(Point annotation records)

::::::

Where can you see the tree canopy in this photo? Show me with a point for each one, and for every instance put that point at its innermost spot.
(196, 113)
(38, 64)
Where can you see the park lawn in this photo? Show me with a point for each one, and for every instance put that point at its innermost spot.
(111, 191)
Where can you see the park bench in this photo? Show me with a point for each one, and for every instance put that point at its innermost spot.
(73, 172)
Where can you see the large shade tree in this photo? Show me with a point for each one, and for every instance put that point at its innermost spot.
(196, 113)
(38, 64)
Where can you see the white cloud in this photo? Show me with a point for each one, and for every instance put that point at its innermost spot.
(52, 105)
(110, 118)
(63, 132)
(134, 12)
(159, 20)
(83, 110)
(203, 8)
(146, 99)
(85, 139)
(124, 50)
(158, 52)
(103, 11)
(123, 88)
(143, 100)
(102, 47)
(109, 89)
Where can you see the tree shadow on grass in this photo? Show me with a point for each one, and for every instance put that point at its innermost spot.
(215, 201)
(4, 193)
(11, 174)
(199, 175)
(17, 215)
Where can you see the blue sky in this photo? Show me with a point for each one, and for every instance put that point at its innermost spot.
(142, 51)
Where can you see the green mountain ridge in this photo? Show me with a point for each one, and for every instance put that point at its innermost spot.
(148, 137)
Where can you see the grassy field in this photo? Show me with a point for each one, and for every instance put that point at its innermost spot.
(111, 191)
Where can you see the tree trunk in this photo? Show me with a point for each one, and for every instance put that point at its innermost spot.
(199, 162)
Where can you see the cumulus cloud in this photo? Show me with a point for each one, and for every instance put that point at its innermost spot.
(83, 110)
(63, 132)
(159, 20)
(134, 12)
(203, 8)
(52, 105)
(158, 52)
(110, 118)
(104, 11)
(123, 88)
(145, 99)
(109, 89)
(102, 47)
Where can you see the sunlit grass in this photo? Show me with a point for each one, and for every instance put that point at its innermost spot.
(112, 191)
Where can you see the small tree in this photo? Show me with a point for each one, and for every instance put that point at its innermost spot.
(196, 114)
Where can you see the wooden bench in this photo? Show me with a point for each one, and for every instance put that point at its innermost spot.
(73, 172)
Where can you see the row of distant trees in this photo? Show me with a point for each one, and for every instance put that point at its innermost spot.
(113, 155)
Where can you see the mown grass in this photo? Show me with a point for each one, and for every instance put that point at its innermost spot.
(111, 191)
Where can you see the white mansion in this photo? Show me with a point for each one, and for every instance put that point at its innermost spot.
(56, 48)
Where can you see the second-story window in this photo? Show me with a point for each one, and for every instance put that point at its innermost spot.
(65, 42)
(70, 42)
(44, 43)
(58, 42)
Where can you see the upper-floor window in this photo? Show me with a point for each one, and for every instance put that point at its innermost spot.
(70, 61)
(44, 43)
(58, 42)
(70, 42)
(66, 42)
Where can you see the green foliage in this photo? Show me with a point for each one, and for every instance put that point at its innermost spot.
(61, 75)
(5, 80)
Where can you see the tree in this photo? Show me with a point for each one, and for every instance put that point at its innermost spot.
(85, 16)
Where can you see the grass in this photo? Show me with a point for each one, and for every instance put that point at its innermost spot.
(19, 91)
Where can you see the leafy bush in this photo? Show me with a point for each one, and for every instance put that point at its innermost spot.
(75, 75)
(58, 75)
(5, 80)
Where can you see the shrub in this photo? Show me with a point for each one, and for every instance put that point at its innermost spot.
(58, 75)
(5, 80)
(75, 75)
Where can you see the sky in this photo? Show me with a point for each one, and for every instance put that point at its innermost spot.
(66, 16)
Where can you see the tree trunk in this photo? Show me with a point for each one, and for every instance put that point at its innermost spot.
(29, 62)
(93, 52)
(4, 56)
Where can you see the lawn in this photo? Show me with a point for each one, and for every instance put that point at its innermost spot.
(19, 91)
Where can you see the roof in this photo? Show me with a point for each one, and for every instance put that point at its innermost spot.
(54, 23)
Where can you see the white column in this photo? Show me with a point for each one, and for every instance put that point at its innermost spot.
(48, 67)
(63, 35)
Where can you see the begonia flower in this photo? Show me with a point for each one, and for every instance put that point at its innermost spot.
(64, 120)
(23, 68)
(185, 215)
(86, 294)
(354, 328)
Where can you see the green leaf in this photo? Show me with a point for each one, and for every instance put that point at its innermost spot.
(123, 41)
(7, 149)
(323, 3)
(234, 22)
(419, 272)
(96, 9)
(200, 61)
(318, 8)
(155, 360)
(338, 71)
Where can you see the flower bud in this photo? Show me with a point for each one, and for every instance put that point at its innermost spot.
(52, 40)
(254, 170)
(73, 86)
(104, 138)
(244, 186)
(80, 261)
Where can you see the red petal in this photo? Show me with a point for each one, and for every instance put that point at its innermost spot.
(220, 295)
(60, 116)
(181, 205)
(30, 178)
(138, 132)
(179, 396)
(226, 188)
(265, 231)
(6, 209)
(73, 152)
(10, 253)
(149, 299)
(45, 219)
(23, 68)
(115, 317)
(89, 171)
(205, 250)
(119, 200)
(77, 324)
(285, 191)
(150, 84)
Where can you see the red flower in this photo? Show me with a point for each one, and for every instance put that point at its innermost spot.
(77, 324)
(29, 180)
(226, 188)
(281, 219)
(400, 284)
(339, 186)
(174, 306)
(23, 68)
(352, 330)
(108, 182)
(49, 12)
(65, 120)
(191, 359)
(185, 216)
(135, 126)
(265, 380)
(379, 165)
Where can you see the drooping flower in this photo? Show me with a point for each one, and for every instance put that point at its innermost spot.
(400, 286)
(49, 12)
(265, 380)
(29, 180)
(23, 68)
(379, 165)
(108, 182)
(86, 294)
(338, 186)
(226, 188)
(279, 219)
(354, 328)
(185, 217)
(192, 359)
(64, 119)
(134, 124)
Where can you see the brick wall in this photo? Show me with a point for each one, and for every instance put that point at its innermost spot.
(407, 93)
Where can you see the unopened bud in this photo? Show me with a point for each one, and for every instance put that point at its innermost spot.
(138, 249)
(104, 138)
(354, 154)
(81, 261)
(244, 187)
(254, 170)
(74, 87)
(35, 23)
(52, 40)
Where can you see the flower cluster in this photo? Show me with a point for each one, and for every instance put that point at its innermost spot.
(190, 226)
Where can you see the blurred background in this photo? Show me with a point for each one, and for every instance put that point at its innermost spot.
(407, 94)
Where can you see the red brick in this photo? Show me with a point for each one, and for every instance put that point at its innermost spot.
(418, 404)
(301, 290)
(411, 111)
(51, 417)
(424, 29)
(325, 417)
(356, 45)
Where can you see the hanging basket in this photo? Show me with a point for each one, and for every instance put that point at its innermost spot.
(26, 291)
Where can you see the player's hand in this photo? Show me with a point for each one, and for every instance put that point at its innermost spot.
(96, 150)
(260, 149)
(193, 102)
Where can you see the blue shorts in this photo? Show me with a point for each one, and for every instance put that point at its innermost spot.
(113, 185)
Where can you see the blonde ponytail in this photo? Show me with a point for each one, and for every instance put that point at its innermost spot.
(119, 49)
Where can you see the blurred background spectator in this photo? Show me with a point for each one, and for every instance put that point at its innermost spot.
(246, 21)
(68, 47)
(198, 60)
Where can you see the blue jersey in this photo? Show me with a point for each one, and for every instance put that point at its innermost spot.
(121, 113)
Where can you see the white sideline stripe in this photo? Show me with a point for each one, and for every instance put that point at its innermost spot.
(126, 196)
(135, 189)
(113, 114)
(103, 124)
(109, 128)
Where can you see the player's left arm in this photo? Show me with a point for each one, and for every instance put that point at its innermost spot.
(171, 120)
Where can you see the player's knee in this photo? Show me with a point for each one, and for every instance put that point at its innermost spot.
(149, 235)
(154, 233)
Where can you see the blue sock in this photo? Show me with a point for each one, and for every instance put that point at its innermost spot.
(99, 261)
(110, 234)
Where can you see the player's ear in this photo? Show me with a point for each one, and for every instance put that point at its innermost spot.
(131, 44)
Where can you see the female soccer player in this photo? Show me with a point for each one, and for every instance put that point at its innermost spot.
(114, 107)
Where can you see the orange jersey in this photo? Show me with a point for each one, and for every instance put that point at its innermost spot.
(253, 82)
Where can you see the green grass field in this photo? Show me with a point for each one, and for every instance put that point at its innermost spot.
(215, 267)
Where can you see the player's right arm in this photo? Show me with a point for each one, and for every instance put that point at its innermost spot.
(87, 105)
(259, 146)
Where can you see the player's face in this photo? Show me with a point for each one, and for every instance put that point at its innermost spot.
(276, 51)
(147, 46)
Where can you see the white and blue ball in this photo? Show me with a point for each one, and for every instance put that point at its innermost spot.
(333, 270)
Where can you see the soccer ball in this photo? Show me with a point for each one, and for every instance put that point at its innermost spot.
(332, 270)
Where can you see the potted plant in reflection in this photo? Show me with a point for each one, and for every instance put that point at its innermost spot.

::::::

▶ [Written request]
Using the records above, please retype only the run of lines from the line holding "Where can you see the orange" through the last line, both ends included.

▶ [Task output]
Where can you see the orange jersey in this photo? Show me with a point for each one, and for every instance put that point at its innermost spot.
(253, 82)
Where can you see the green grass field in this photo? Show me with a point for each one, and for every instance put that point at its innermost spot.
(215, 267)
Where can you see the player's right arm in this photo? Show me with a point for each one, and for every instance put that point at its innermost spot.
(87, 105)
(259, 146)
Where can you see the player's face in this photo? Show me with a point for each one, and for every instance put that point at its innermost spot.
(276, 51)
(147, 46)
Where can you see the white and blue ball in this photo? Show me with a point for each one, and for every instance put that point at its innermost spot.
(333, 270)
Where can you see the soccer ball in this photo? Show me with a point for each one, and for every instance put that point at its innermost spot.
(332, 270)
Where can you see the potted plant in reflection in this photo? Show me with a point for each one, and for every instance put that point at its innermost spot.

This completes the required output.